Convert the lines of the listing below, from the line with "Put a dot on every instance of the clods" to the line with "<point>693,387</point>" (both included), into a JSON list of strings with one string per line. Leave out any blank lines.

— Start of Extracted entries —

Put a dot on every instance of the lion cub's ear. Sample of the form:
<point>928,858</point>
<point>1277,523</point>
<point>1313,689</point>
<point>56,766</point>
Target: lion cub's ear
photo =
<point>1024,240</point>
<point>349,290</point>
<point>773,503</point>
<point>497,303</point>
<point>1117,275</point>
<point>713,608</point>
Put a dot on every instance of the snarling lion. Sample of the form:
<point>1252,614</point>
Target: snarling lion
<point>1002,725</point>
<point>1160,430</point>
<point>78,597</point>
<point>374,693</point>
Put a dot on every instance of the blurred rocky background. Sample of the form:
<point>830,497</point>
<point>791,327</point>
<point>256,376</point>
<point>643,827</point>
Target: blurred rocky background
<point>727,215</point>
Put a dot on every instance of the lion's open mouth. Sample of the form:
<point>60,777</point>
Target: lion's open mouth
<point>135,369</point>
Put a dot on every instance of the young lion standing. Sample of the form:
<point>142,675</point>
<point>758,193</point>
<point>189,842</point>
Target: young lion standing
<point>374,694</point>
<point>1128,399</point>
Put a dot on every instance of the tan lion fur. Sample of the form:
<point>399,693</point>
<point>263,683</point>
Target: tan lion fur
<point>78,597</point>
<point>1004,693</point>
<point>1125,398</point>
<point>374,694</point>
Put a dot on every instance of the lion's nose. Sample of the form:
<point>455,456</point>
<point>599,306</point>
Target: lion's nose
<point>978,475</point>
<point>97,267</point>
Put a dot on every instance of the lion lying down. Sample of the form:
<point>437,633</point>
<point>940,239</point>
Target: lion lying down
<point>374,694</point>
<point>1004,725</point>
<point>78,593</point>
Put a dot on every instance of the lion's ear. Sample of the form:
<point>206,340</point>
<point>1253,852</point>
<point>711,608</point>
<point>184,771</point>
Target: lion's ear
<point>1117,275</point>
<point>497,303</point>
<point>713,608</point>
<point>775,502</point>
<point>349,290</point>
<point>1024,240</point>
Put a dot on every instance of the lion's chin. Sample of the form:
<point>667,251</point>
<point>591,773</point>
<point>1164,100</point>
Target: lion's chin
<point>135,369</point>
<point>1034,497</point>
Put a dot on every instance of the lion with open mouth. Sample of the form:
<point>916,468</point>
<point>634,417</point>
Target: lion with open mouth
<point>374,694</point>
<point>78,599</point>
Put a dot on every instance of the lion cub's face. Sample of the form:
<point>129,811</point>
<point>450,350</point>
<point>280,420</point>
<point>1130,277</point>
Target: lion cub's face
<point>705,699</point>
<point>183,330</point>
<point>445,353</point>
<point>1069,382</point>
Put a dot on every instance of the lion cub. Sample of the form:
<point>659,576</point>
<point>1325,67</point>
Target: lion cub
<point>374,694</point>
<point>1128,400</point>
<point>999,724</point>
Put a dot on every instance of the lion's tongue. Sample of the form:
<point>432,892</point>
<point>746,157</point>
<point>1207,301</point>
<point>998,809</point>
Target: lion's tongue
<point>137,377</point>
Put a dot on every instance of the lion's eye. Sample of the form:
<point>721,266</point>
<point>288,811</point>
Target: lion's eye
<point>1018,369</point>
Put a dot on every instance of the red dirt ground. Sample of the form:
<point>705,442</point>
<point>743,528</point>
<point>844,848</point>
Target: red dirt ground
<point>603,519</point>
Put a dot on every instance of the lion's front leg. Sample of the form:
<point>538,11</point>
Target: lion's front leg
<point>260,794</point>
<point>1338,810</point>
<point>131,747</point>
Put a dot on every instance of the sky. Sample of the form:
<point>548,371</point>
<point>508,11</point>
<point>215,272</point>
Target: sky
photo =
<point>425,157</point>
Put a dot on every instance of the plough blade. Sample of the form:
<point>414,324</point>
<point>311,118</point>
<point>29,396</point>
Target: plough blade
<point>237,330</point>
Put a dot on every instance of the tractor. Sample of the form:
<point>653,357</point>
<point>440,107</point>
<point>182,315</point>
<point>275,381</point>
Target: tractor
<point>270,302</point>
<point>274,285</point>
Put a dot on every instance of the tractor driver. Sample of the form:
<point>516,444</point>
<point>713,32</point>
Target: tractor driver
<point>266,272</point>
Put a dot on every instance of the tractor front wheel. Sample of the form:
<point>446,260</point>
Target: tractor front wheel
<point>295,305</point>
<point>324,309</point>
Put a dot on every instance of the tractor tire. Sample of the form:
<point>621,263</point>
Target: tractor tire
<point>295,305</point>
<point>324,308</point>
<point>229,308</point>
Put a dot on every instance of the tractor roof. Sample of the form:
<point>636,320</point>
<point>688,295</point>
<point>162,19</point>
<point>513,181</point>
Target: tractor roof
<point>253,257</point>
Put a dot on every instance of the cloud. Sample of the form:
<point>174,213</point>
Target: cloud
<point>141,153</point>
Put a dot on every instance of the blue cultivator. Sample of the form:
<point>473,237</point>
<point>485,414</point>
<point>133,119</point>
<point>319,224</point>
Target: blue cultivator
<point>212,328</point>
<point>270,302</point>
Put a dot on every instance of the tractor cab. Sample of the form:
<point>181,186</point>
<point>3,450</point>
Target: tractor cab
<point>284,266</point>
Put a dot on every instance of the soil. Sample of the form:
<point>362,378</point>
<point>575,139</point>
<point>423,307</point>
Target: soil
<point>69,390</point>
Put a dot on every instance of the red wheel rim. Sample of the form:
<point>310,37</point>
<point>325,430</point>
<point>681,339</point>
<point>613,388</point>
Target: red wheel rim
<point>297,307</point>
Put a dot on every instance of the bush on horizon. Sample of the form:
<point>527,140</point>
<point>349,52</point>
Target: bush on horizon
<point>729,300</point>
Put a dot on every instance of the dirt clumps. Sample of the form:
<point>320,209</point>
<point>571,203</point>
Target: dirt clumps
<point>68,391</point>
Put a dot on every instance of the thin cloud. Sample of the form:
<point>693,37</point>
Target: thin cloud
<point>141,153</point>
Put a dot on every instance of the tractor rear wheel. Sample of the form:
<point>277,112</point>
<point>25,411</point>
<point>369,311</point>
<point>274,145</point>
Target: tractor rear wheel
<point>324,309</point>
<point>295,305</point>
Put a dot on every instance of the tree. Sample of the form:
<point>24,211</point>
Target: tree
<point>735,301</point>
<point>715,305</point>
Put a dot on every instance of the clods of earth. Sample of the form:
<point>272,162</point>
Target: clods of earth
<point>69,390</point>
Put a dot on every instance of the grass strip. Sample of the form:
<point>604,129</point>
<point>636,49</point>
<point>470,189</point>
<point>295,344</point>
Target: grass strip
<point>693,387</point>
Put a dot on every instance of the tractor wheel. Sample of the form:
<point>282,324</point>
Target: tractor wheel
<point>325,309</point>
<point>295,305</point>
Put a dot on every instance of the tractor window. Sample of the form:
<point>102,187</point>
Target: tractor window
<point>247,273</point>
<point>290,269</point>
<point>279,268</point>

— End of Extracted entries —

Correct response —
[
  "Put a dot on every instance of the clods of earth. Sample of the form:",
  "<point>272,162</point>",
  "Target: clods of earth",
  "<point>69,390</point>",
  "Put a dot on every instance of the grass strip. Sample of the form:",
  "<point>604,129</point>",
  "<point>636,49</point>",
  "<point>470,189</point>",
  "<point>295,344</point>",
  "Target: grass strip",
  "<point>693,387</point>"
]